- [WHAT IS NEEDED]
Everything in the records below except the pictures must be written out exactly.

··· EXTRACTED ENTRIES

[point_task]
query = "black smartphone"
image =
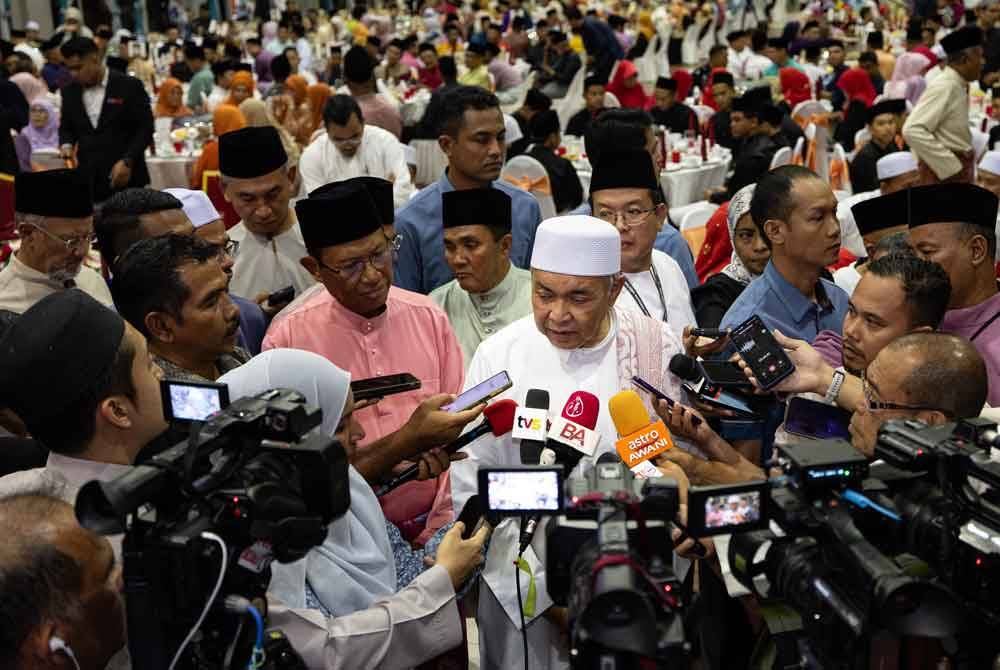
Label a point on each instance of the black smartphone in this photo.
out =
(480, 393)
(816, 419)
(721, 510)
(192, 401)
(725, 374)
(522, 489)
(380, 387)
(758, 348)
(281, 296)
(710, 333)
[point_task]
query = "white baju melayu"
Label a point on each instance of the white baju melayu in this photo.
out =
(675, 291)
(380, 155)
(265, 265)
(22, 286)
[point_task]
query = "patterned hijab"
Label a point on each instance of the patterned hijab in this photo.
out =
(738, 206)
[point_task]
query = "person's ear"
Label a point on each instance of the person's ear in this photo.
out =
(160, 326)
(311, 266)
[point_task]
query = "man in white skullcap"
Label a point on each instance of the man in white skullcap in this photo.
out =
(988, 176)
(574, 340)
(895, 172)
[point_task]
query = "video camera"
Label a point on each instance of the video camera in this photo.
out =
(609, 558)
(203, 519)
(841, 560)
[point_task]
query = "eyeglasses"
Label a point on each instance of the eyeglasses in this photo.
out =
(876, 405)
(352, 271)
(631, 217)
(69, 242)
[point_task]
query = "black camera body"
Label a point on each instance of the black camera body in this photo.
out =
(609, 561)
(257, 476)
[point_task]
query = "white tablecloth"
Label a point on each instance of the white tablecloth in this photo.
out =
(170, 172)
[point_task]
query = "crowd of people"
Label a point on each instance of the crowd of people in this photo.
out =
(857, 219)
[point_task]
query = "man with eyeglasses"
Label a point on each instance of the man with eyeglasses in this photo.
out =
(370, 328)
(54, 214)
(351, 148)
(621, 193)
(258, 180)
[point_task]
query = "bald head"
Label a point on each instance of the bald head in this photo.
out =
(938, 361)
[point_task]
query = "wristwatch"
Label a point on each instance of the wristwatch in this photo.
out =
(838, 380)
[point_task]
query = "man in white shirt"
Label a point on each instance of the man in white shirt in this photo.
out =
(351, 148)
(55, 239)
(257, 180)
(621, 193)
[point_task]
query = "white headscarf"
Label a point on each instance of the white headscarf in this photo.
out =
(354, 565)
(738, 206)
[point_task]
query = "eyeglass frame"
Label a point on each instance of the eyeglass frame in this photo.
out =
(881, 406)
(620, 214)
(392, 248)
(70, 243)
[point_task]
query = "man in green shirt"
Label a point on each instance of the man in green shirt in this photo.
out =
(487, 293)
(203, 80)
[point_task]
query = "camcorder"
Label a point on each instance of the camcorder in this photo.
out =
(869, 556)
(256, 476)
(609, 558)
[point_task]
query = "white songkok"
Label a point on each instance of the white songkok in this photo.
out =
(197, 205)
(990, 162)
(895, 164)
(583, 246)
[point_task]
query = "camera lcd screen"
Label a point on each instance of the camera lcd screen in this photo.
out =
(183, 401)
(522, 490)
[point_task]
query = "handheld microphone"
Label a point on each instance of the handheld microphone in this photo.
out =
(531, 425)
(570, 438)
(498, 418)
(640, 439)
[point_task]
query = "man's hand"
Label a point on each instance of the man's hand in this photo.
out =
(430, 426)
(812, 373)
(460, 557)
(120, 174)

······

- [RESULT OF THE EXERCISE]
[point_task]
query = "black smartphone"
image =
Label a point on each instance of the black smartphone in this photo.
out =
(480, 393)
(816, 419)
(721, 510)
(192, 401)
(725, 374)
(522, 489)
(380, 387)
(758, 348)
(281, 296)
(710, 333)
[point_task]
query = "white baju melayu"
Label a point on each instance of the white baju melayu in this photo.
out =
(675, 291)
(380, 155)
(265, 265)
(22, 286)
[point_task]
query = "patterned hijab"
Label a point on each instance of the patterned hijab in this photo.
out =
(738, 206)
[point_task]
query = "person's ear"
Label a point on each instance of the person's ear in this photo.
out =
(160, 326)
(311, 266)
[point_task]
query = "man in white skullcap"
Label a point on each instance of the man in white skullcap in this photo.
out =
(988, 176)
(574, 340)
(895, 172)
[point_task]
query = "video camera"
Label a point on each instance of the video camera in this photo.
out =
(609, 558)
(203, 519)
(841, 560)
[point_task]
query = "eyeglasses"
Label a point on each instance of the eyeglasses in this photo.
out =
(876, 405)
(352, 271)
(631, 217)
(69, 242)
[point_task]
query = "black camera body"
Label a point on each instance of the black camera body in this photo.
out =
(609, 561)
(257, 476)
[point_task]
query = "white tablecloth"
Label a point on each instance of the white tablecloth in this photo.
out =
(170, 172)
[point_task]
query = "crowd of people"
Label a point on each instance of the crowd of people in this photo.
out =
(857, 219)
[point_task]
query = "man with eyeglasses"
Label a point on each instance of the man with eyeglasses in this photo.
out =
(370, 328)
(54, 214)
(351, 148)
(621, 193)
(258, 180)
[point_task]
query = "bald head"
Label a point on each instance of the bald head in this photo.
out =
(938, 361)
[point_task]
query = "wristwatch"
Label a point on each instance of the wristwatch in this photo.
out =
(838, 380)
[point_task]
query = "man in white shirt"
Label a point on each instance of the man in white shirt in this photo.
out =
(351, 148)
(55, 239)
(257, 180)
(621, 193)
[point_task]
query = "white headscarf"
Label a point on each instance of the white headscarf in this photo.
out =
(354, 565)
(738, 206)
[point_task]
query = "eyeglass frame"
Label a point on each instance of the eyeglass frame in this photo.
out =
(881, 406)
(620, 214)
(392, 248)
(70, 243)
[point_task]
query = "man in green shirt"
Label a point on each instance of the man in green shirt in this photo.
out =
(487, 293)
(203, 80)
[point_task]
query = "camcorder"
Label a point on each instance of the camcorder in this photo.
out =
(869, 556)
(256, 476)
(609, 558)
[point_task]
query = "white songkok"
Label a point on each instance of the white songkok in this photo.
out =
(197, 205)
(990, 162)
(895, 164)
(583, 246)
[point_task]
query = "camera lcd screen"
Label a point on each instance of the camera lcd screen in this photo.
out =
(183, 401)
(522, 490)
[point_task]
query = "handheld microphone"
Label a point on each instance of the handheld microphone in this photo.
out =
(531, 425)
(570, 438)
(498, 418)
(640, 439)
[point_task]
query = "man's hand"
Label a point on each instance of the man's hand in this photo.
out =
(430, 426)
(812, 373)
(460, 557)
(120, 174)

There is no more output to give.